Location labeling records
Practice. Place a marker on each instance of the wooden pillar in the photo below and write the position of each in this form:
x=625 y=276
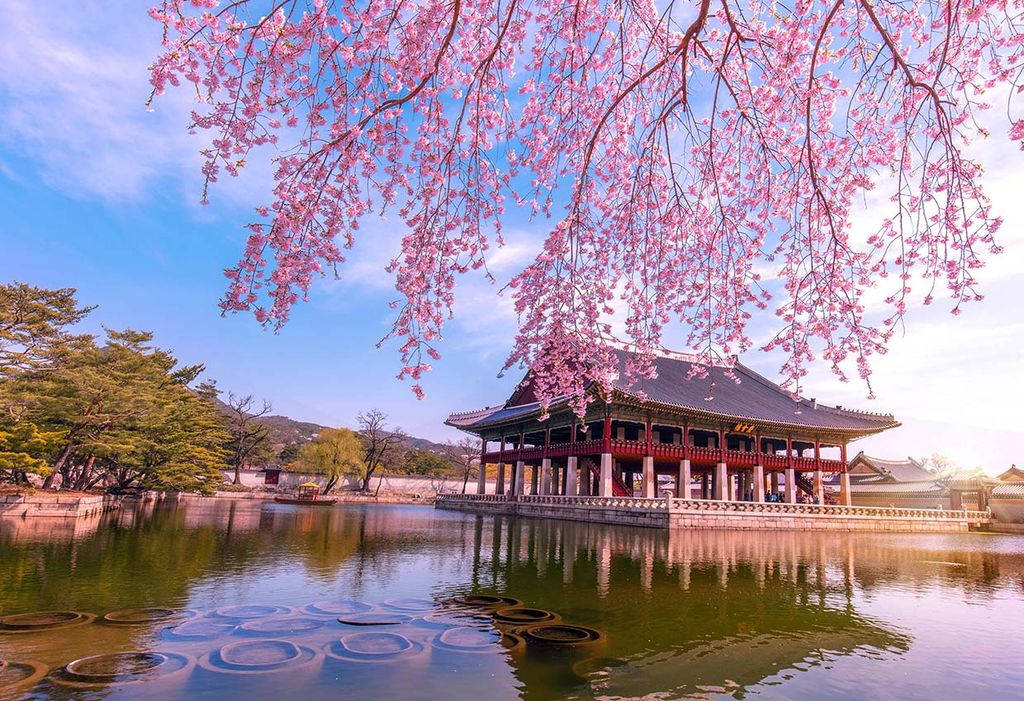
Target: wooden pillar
x=683 y=480
x=819 y=486
x=571 y=475
x=604 y=485
x=845 y=497
x=546 y=482
x=721 y=482
x=481 y=476
x=791 y=485
x=759 y=483
x=520 y=468
x=649 y=481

◆ Aim
Reproduce every line of the listing above, request lines included, and shift each x and y coordinate in the answers up by 15. Keep the sample coordinates in the request unchanged, and leave the picture out.

◆ Written answer
Practice. Place a marker on each instance of the wooden pillar in the photo below and write the position of each in this form:
x=625 y=276
Target: wooden pillar
x=698 y=495
x=834 y=501
x=586 y=490
x=619 y=500
x=860 y=512
x=561 y=497
x=736 y=497
x=496 y=491
x=806 y=500
x=774 y=498
x=535 y=483
x=664 y=496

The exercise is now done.